| Work required |
Please rewrite the entries below, replacing "Query" with "Target" wherever it occurs and changing nothing else.

═══ Material

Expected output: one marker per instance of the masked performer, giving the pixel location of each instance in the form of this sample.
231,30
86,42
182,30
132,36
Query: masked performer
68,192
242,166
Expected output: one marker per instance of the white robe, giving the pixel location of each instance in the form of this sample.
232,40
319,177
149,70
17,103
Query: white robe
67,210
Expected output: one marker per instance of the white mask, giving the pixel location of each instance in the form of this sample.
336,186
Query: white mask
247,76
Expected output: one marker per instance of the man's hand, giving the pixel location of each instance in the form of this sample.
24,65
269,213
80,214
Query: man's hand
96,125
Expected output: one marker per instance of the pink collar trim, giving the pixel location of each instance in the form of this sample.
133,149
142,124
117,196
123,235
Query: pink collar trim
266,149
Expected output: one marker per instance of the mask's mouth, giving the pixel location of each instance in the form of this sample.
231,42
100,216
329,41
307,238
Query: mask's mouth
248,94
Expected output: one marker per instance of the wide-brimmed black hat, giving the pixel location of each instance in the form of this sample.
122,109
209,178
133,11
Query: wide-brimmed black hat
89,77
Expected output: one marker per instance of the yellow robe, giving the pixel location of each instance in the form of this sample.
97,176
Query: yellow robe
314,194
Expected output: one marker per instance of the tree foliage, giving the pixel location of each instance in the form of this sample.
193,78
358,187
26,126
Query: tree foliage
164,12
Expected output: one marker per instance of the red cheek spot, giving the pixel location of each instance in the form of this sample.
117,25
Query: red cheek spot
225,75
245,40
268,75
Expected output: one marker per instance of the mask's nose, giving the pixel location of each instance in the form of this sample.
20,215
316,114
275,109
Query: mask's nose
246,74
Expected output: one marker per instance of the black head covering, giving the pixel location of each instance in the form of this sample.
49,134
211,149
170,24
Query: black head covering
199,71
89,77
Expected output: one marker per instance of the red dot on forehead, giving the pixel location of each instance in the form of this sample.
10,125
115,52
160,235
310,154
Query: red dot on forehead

══════

| Exercise response |
Expected output: one marker per instance of the masked performer, giving the pixel location of each instance in the form of this sample.
231,30
86,42
182,30
132,36
Target: masked performer
68,192
242,166
Expected output: one marker per instance of the white robe, giving the pixel location of each instance in the form of this sample.
232,40
319,177
149,70
17,103
Target: white robe
67,210
Expected output: one marker per instance of the white mask, giving the pixel location of each instance in the form of this sample.
336,186
Target: white mask
247,76
Expected output: one marker per instance of the man's hand, giving the pixel location of each instance in the form of this sample.
24,65
269,213
80,214
Target: man's hand
96,125
Expected output: one marker per instance of the pink collar trim, giving the pixel location of each instance in the form of this sample.
133,149
142,124
117,196
123,235
Target: pink collar trim
266,149
Expected output: one marker per instance of the mask's mouth, giving the pixel location of each instance in the form of this sample.
231,42
100,216
329,41
307,238
Target: mask's mouth
248,94
Expected output: one marker per instance of the wide-brimmed black hat, giving the pixel location of each instance in the form of this sample.
122,109
209,178
133,11
Target: wide-brimmed black hat
89,77
Expected output: one marker per instance of the yellow robe, giving the pixel location of each instance in the form of this sample.
97,176
Target: yellow robe
314,194
Expected output: one marker per instance of the tree foliage, giving the pixel location of each instance in the form of this sample.
193,78
358,187
26,126
Target: tree foliage
164,12
Expected output: one marker per instance of the red cheek spot, giving the pixel location of each instance in the form of this sample.
117,25
Target: red cheek spot
225,75
245,40
268,75
Expected output: one marker per instance of the mask's nose, giving the pixel location of each instance in the form of this sample.
20,215
316,114
275,109
Target: mask's nose
246,74
Expected output: one marker per instance of the black head covering, giving the pixel location of each instance in the form of this sample.
49,134
211,149
170,24
Target: black head covering
199,71
89,77
Expected output: one marker per instance of the red dot on forehead, giving the pixel location of each instance in the form of this sample.
10,125
115,52
160,235
310,154
Target: red dot on forehead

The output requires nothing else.